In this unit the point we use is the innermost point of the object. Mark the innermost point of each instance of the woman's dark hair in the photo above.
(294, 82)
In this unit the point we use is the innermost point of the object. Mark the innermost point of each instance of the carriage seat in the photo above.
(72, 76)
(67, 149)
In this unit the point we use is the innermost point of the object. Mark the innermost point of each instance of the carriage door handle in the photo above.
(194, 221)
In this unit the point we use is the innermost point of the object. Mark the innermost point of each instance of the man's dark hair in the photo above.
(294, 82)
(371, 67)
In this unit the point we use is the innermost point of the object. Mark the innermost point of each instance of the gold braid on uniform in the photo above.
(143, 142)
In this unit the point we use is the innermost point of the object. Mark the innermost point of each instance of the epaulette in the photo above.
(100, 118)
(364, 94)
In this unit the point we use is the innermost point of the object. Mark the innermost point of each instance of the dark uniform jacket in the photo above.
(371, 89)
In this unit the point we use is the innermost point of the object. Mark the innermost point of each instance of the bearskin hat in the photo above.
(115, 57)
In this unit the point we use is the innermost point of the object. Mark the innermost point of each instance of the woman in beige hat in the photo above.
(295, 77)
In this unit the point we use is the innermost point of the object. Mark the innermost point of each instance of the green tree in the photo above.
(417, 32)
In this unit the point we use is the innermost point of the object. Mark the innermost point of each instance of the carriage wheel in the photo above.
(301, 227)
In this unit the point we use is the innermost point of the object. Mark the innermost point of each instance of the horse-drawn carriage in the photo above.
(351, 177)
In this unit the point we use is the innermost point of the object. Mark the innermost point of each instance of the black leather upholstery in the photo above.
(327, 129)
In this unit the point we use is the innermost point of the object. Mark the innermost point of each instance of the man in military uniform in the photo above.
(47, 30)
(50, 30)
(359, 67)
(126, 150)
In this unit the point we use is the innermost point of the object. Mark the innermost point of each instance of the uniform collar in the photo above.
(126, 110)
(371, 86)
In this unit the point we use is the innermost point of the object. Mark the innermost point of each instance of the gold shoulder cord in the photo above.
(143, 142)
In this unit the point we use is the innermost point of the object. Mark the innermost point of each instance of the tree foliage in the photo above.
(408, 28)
★ ★ ★ ★ ★
TO DO => Write out every one of the entries above verbatim, from the first through the last.

RESPONSE FOR THIS EXERCISE =>
In this unit the point we use is the innermost point of the object. Mark the innermost point of each instance of the woman's dark hair in the photo above.
(294, 82)
In this unit the point we use is the innermost point of the object. Mark the innermost point of each instance of the carriage seat in the photo above.
(72, 76)
(67, 149)
In this unit the point we use is the innermost point of the object. Mark the innermost point of each instance of the carriage door handle in the photo above.
(194, 221)
In this unit the point we use is the innermost point of the object. Mark the innermost point of each instance of the man's dark hair in the photo above.
(294, 82)
(371, 67)
In this unit the point we use is the innermost point of the object. Mark the innermost point of each instance of the gold braid on uniform in the photo above.
(143, 142)
In this unit the point we use is the innermost point of the object. Mark the innermost point of each instance of the epaulette in the photo above.
(100, 118)
(364, 94)
In this unit the point we use is the innermost point of the object. Mark the innermost point of each instance of the dark uniform jacket in the photo above.
(371, 89)
In this unit the point we use is the innermost point of the object. Mark the innermost point of each instance of the bearskin hat in the photo above.
(115, 57)
In this unit the point we use is the innermost point of the object. Mark the innermost point of each instance of the woman in beige hat in the photo above.
(295, 77)
In this unit the point we use is the innermost point of the object. Mark the innermost point of each instance of the green tree in the photo above.
(417, 32)
In this unit the point we use is the innermost point of the object. Mark the innermost point of each instance of the carriage wheel in the photo above.
(301, 227)
In this unit the point we use is the innermost point of the object. Mark the innermost point of each instance of the horse-drawn carriage in the photo above.
(351, 177)
In this unit the point we use is the innermost point of the object. Mark the innermost point of each instance of the black leather upholstery in the photo above.
(327, 129)
In this unit the point we use is the innermost point of the object. Mark the innermost point of each instance of the man in military uniform in the photo above.
(47, 30)
(50, 30)
(359, 67)
(126, 150)
In this unit the point we use is the innermost point of the object. Mark the innermost point of each instance of the uniform collar in the photo above.
(126, 110)
(371, 86)
In this unit the point we use is the innermost point of the object. Mark the innermost point of each instance of the gold shoulder cord in the photo above.
(143, 142)
In this unit the point we use is the innermost point of the object. Mark the innermost point of each instance of the tree foliage in the photo above.
(408, 28)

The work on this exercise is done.